◆ **Directive**: Copy each line of the listing below exactly.

[Object position labeling entries]
━━━━━━━━━━━━━━━━━━━━━━━━━━━━━━

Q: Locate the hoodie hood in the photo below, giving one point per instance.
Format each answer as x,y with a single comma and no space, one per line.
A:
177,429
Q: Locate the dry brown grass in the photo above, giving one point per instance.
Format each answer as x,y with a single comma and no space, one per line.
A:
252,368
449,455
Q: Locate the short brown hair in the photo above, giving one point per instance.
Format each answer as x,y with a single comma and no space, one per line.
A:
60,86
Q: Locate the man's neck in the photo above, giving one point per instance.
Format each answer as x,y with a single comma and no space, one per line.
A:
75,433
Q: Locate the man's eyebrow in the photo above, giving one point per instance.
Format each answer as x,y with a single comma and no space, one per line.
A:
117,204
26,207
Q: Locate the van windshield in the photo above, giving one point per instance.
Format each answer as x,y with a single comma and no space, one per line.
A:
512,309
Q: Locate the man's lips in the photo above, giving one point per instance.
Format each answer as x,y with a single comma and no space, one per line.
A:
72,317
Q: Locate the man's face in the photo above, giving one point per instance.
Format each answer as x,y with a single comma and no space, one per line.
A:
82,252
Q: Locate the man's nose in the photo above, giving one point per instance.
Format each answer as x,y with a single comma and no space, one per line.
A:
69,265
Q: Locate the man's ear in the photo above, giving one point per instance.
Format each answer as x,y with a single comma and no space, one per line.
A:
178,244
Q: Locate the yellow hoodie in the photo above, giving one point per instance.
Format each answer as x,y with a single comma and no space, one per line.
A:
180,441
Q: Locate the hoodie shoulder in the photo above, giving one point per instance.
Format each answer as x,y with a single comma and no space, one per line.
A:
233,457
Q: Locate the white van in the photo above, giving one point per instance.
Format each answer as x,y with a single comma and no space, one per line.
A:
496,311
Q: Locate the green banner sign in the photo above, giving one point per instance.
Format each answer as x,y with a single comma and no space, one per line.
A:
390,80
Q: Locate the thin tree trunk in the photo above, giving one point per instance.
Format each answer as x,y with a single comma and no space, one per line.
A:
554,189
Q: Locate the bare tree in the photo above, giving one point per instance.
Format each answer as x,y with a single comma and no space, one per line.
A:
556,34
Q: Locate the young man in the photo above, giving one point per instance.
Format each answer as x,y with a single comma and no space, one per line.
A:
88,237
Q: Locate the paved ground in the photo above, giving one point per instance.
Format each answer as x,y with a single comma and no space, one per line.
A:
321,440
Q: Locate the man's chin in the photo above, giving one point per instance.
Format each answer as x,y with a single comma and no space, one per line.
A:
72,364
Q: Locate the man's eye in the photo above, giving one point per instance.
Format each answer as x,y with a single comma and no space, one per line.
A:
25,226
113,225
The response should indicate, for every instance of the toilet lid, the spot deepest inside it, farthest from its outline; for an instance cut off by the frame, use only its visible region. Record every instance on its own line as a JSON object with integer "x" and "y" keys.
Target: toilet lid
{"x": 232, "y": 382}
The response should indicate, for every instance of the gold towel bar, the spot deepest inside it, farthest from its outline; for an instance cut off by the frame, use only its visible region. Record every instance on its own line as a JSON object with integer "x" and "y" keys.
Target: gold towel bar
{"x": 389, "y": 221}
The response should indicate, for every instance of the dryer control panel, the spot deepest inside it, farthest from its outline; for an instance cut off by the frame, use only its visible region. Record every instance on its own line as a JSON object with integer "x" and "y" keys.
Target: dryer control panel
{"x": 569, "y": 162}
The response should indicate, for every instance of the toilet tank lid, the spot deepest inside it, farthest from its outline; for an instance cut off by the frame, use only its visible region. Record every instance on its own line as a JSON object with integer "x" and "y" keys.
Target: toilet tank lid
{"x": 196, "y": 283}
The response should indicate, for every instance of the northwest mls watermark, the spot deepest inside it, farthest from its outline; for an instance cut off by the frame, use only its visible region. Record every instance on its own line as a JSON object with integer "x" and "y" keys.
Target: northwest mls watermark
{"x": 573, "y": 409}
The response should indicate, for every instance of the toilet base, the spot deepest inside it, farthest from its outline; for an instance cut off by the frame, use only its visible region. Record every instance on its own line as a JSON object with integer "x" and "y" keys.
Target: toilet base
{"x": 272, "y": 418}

━━━━━━━━━━━━━━━━━━━━━━━━━━━━━━

◆ **Answer to this problem**:
Q: Locate the hoodie hood in the photo below, giving one point per instance.
Format each answer as x,y with a single comma and no space, one per line.
A:
177,429
Q: Locate the dry brown grass in the photo above, giving one point per instance.
Format each answer as x,y with a single comma and no space, one per line.
A:
252,368
449,455
Q: Locate the short brown hair in the photo above, giving one point per instance.
Format each answer as x,y with a single comma and no space, one per line.
A:
60,86
Q: Locate the man's neck in the photo above, giving one point per instance.
Format each answer as x,y with a single comma and no space, one per line.
A:
75,433
Q: Locate the man's eyebrow in the photo above, giving one point per instance.
Format each answer as x,y with a single comma and no space, one per line.
A:
117,204
26,207
Q: Locate the van windshield in the photo above, giving one point per instance.
Format each answer as x,y with a single comma and no space, one per line.
A:
512,309
Q: Locate the man's lips in the photo above, giving one point per instance.
Format each answer as x,y with a single comma and no space, one per line.
A:
72,317
Q: Locate the man's face in the photo above, giving one point per instance.
Format each answer as x,y with a single comma and no space, one per line.
A:
82,252
Q: Locate the man's nose in the photo above, giving one point per instance.
Format each answer as x,y with a single comma and no space, one per line.
A:
69,265
Q: Locate the man's ear in the photo above, giving one point per instance.
Format each answer as x,y with a single comma and no space, one per line.
A:
178,244
Q: Locate the yellow hoodie in the photo above, giving one point per instance.
Format each answer as x,y with a single comma and no space, one per line.
A:
180,441
Q: Locate the hoodie shoulder in the photo above, giving one point per instance.
Format each answer as x,y with a single comma and no space, one per line.
A:
233,457
Q: Locate the white van in the photo above, giving one point per instance.
Format each answer as x,y with a single comma and no space, one per line.
A:
496,311
Q: Locate the green banner sign in the photo above, giving one point per instance.
Format each answer as x,y with a single comma and no space, one per line.
A:
390,80
Q: Locate the thin tree trunk in the photo above, giving one point per instance.
Format each answer as x,y with a single comma and no space, one per line.
A:
554,189
Q: Locate the bare tree in the photo above, giving one point per instance.
Format each answer as x,y with a single comma and no space, one per line.
A:
556,34
Q: Locate the young man in the photo above, giving one point per instance.
Format each answer as x,y with a single comma and no space, one per line.
A:
88,237
Q: Locate the paved ground in the photo above, giving one point per instance.
Format each answer as x,y with a single comma and no space, one per line.
A:
321,440
Q: Locate the man's chin in the photo above, giving one point per instance.
Format each answer as x,y with a single comma and no space, one per line.
A:
72,364
Q: Locate the man's eye in the photo above, giving one point per instance.
Format each answer as x,y with a single comma and no space, one per line.
A:
25,226
113,225
The response should indicate, for every instance of the toilet lid, the spot deepest inside it, farthest from its outline; for an instance cut off by the frame, use only its visible region. Record every instance on its own line as a JSON object with integer "x" and "y" keys.
Target: toilet lid
{"x": 232, "y": 382}
The response should indicate, for every instance of the gold towel bar, the spot deepest inside it, farthest from its outline; for an instance cut off by the frame, use only its visible region. Record every instance on its own line as a JSON object with integer "x" and "y" keys.
Target: gold towel bar
{"x": 389, "y": 221}
The response should indicate, for every instance of the dryer control panel, the spot deepest inside it, farthest from its outline; for an instance cut off by the frame, use only its visible region. Record every instance on its own line as a JSON object with integer "x" and "y" keys.
Target: dryer control panel
{"x": 569, "y": 162}
The response should indicate, for every instance of the toilet tank lid, the spot deepest inside it, farthest from its outline; for an instance cut off by the frame, use only its visible region. Record every instance on its own line as a JSON object with integer "x" and "y" keys.
Target: toilet tank lid
{"x": 196, "y": 283}
The response should indicate, for every instance of the northwest mls watermark, the spot deepest inside it, farthest from its outline; for an instance cut off by the frame, use only its visible region. Record every instance on its own line as a JSON object with integer "x" and "y" keys.
Target: northwest mls watermark
{"x": 573, "y": 409}
The response should indicate, for every instance of the toilet base, the spot deepest inside it, farthest from its outline; for an instance cut off by the frame, use only its visible region. Record every instance on its own line as a JSON object with integer "x" and "y" keys.
Target: toilet base
{"x": 272, "y": 418}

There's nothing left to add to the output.